Monday, Oct. 31, 1988
Convicted by Their Genes
By Anastasia Toufexis
Jurors at the trial of Victor Lopez were troubled by a major discrepancy. Lopez, charged with sexually assaulting three New York women, is a light- skinned Hispanic, yet each of the women had told police that her assailant was black. Was he, as his attorney insisted, a victim of mistaken identity? No, concluded a jury in Queens, N.Y., last week; it found Lopez guilty of all three attacks.
Billy Lewis Glover Jr. had been tried twice for rape, but both Dallas proceedings had ended in mistrials. Earlier this month a third jury took just 22 min. to return the verdict -- guilty.
The pivotal evidence was the same in both cases: results from a new forensic test, known as DNA, or genetic, "fingerprinting," which can specifically match a suspect to genetic material in blood, hair or semen left at the scene of a crime. Hailed as the single greatest forensic breakthrough since the advent of fingerprinting at the turn of the century, the technique is being put to use with growing frequency in the nation's courtrooms. Orlando prosecutors scored the first conviction in the U.S. based on DNA typing just last November in a rape trial; since then it has figured prominently in more than 150 cases in eleven states.
Advocates claim the test will revolutionize the investigation of violent crimes, from rapes and homicides to armed robberies. It also promises to resolve questions of kinship, a matter of import in child-support and immigration disputes, and will provide a reliable new means of identifying human remains.
In more than 1 million criminal incidents each year, suspects are not even arrested because evidence is too weak. "With DNA printing," boasts Robert Shaler of Lifecodes in Valhalla, N.Y., one of three U.S. companies that offer the analysis, "police will now be able to say with certainty, 'That's the guy,' instead of 'That could be the guy.' "
Older biochemical tools, which have progressed from simple blood typing to analyzing specific enzymes and proteins, are crude by comparison. With the best combination of such methods, the chance of making a matching error is one in 1,000. DNA, however, is unique for each individual, and a matchup between a crime-scene sample and material obtained from the accused (usually in a blood sample) is virtually unassailable, say experts. Declares John Huss of Cellmark Diagnostics in Germantown, Md., another DNA-testing firm: "Except for identical twins, one in 4 trillion or 5 trillion people might share the same genetic fingerprint."

────────────────────────────────────────

PROBLEM DESCRIPTION
Write a continuation of the article on DNA fingerprinting in criminal trials, starting after its final sentence. The records that come next are separate material with no connection to the article.

EXERCISE DATA
────────────────────────────────────────

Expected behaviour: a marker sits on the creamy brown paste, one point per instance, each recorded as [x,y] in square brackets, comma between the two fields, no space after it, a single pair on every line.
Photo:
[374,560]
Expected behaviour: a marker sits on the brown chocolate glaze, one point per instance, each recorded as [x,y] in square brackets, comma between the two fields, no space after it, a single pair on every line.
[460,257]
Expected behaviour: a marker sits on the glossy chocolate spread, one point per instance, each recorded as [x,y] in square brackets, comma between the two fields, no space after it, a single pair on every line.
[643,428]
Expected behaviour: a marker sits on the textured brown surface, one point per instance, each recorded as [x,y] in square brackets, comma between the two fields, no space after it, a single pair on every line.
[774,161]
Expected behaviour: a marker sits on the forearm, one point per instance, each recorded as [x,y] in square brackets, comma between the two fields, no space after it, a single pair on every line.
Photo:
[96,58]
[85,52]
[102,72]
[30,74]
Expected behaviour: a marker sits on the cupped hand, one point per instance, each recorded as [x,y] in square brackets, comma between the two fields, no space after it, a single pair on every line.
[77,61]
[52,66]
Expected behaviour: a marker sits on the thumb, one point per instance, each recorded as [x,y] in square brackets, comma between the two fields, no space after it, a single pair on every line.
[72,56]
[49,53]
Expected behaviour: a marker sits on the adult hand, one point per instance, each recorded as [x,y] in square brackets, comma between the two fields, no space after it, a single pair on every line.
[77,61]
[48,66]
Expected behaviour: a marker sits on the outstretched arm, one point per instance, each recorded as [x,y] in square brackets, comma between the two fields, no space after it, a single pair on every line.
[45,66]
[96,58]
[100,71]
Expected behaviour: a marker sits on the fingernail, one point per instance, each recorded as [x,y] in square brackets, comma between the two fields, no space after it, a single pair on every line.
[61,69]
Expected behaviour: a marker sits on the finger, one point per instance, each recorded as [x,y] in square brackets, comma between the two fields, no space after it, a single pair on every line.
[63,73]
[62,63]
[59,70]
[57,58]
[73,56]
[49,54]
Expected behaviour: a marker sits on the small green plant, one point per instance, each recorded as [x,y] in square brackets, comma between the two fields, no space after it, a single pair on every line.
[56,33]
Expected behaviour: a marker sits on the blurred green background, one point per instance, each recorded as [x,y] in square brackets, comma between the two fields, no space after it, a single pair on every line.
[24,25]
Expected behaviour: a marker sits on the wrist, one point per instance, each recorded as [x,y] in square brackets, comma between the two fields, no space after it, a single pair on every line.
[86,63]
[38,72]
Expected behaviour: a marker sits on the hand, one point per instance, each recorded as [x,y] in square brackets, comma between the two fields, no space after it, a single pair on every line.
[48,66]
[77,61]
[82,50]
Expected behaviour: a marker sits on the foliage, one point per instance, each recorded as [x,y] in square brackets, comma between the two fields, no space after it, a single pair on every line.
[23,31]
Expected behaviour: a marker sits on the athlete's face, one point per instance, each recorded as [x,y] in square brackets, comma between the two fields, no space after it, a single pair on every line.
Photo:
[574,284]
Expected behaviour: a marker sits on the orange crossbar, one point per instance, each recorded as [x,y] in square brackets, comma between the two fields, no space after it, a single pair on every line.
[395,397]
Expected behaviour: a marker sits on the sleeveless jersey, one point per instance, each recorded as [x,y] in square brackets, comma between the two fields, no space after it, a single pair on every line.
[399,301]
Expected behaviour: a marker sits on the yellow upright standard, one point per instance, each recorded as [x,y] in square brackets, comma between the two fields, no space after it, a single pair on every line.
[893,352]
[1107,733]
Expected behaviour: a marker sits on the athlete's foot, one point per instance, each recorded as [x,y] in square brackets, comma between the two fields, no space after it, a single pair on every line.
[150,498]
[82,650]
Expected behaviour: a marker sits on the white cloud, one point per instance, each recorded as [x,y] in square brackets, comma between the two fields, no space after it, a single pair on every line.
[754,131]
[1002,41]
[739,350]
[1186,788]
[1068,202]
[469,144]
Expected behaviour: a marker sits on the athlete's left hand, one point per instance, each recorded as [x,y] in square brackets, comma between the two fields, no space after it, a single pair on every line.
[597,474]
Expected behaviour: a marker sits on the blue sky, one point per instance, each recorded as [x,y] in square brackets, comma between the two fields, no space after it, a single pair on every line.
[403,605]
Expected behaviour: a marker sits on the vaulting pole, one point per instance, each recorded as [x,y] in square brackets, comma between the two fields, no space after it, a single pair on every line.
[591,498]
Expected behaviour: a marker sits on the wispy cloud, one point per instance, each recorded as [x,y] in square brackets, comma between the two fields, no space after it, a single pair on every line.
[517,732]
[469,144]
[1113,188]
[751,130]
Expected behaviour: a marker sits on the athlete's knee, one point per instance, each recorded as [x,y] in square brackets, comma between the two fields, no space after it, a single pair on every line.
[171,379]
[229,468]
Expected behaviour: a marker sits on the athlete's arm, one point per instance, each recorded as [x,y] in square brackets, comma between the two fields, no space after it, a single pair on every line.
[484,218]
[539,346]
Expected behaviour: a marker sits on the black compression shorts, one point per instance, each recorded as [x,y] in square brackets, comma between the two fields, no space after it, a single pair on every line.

────────────────────────────────────────

TASK ANSWER
The technique not only helps place the suspect at the scene of the crime, but can also suggest what he or she was doing there. "One may have some plausible explanation for fingerprints," explains Timothy Berry, a prosecutor in Orlando. "But blood, semen, uprooted hair, skin under the fingernails of the victim are something else." The information can be so damning that it precipitates a confession. In Tacoma last December, a bus driver pleaded guilty to rape, although the victim, a 57-year-old woman with Alzheimer's disease, does not remember the crime. DNA analysis established that semen on the woman's undergarments belonged to the accused. On the other hand, genetic fingerprinting can be equally powerful in establishing a suspect's innocence.
Still, DNA printing is not yet automatically acceptable in court as evidence. Judges now rule on its admissibility on a case-by-case basis. But the methodology, which has long been used in biological research, is expected to survive legal challenges, and the FBI is moving rapidly to adopt the technique.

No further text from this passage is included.